Set task a: Write out the stretch of the blog post on death from "Death. Five letters, one" through "dancing to it.", keeping the wording unchanged.

======== Text block

Death is cruel.

Posted: July 8, 2011 in DAY 2 DAY
Tags: ,

Death. Five letters, one word, devastating implications. Death is one event/occurrence that in one fell swoop changes the course of events in a relationship/family/community for ever. You’d be singing Naeto C’s ‘things are not the same’ but you definitely won’t be dancing to it.

You never get used to death, no one ever gets accustomed to the fact that the person you saw yesterday you won’t see anymore. Death is permanent, it is cruel.

Time check? 9.40pm on the 7th of July 2011. I’m sitting in the living room of my parents’ house, watching Dr. Reuben Abati and the other newly sworn in Special Advisers to Mr. President pledging their lives away with the same clichés I’ve been hearing since I became aware of Nigerian politics. I have a bowl of rice and stew with generous helpings of croaker fish and chicken on my lap. My mother is the best cook on earth and even though I do not want to eat, I know I will or she will worry.

================
======== Source data

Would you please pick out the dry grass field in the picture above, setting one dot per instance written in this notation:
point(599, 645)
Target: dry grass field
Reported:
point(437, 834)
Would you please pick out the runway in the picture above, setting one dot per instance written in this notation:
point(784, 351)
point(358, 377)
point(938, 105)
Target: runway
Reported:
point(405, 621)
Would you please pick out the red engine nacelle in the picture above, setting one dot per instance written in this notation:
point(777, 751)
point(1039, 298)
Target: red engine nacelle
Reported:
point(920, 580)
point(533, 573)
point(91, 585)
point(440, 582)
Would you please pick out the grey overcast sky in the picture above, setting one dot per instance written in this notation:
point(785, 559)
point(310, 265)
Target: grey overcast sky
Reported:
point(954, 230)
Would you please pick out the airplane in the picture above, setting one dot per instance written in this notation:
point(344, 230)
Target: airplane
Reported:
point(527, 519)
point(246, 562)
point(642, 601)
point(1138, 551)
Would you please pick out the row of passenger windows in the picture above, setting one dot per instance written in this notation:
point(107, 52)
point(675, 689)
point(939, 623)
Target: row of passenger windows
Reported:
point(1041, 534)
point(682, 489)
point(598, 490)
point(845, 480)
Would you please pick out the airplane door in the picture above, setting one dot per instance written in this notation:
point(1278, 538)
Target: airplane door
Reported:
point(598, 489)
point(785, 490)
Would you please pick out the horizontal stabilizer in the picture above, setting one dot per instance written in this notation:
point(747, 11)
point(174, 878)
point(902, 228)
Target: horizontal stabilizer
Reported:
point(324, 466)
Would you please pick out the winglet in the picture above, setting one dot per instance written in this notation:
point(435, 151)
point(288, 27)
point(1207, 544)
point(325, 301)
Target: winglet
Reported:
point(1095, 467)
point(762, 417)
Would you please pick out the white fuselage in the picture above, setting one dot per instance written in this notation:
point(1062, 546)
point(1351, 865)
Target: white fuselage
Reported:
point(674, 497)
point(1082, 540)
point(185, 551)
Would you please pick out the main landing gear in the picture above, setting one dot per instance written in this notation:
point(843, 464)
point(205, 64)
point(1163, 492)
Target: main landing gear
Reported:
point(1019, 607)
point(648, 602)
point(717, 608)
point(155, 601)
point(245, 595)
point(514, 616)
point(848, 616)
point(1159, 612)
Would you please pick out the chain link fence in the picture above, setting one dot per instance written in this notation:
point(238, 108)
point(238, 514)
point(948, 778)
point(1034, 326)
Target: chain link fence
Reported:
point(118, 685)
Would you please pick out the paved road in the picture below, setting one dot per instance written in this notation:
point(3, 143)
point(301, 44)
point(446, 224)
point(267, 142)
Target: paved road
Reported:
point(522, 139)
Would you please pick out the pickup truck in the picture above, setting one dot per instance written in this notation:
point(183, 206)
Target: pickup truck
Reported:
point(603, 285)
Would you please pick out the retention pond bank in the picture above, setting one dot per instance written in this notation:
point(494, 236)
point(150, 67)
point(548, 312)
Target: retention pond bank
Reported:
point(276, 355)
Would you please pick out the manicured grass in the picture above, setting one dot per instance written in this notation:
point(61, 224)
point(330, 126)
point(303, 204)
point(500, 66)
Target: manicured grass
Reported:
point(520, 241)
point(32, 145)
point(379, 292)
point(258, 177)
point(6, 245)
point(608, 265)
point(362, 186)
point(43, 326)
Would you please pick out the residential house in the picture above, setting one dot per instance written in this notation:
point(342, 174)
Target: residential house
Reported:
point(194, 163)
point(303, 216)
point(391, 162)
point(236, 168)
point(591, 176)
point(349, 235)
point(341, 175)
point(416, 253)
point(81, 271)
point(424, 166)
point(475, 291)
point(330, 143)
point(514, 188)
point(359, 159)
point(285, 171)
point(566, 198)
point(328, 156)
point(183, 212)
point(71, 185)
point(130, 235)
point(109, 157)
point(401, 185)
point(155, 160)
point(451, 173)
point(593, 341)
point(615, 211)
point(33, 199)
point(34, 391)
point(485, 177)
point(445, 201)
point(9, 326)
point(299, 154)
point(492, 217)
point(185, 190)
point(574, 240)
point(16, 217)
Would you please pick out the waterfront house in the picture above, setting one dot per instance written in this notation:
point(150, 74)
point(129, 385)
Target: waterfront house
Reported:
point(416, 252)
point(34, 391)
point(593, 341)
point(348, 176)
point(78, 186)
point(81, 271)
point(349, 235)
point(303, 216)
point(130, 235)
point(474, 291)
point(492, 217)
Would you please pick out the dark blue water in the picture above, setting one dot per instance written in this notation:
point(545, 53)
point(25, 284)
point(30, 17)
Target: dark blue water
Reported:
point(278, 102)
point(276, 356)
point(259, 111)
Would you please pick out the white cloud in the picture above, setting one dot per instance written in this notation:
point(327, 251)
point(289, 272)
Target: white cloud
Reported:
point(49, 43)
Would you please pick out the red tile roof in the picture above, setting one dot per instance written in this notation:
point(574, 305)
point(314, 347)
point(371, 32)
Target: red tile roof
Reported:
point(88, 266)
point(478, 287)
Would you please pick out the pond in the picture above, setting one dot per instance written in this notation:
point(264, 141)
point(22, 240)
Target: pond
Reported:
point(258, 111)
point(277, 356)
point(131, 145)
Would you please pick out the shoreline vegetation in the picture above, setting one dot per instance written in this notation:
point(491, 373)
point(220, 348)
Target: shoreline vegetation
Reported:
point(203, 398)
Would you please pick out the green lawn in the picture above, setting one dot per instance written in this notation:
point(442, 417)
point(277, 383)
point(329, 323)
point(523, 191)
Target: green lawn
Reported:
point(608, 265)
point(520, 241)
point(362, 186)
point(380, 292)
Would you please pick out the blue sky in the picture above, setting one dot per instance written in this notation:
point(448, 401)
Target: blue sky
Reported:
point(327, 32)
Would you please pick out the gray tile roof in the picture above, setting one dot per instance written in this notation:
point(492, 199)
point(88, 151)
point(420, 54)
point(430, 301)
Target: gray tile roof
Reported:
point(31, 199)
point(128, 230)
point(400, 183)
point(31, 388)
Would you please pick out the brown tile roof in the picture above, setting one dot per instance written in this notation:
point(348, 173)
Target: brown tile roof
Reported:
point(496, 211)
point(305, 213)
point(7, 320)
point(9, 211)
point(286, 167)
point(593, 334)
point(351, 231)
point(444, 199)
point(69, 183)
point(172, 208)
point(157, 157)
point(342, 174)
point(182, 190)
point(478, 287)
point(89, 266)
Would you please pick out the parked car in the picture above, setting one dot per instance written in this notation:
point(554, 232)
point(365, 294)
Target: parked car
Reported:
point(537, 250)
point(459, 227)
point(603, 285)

================

Set task b: Write out the listing again, requests included, for the stretch from its start through the line containing "point(437, 834)". Shift the point coordinates in the answers by adding 18 to every number.

Task output a:
Death. Five letters, one word, devastating implications. Death is one event/occurrence that in one fell swoop changes the course of events in a relationship/family/community for ever. You’d be singing Naeto C’s ‘things are not the same’ but you definitely won’t be dancing to it.

Task output b:
Would you please pick out the dry grass field in the picture above, setting one dot per instance written in this notation:
point(599, 645)
Target: dry grass field
Reported:
point(455, 852)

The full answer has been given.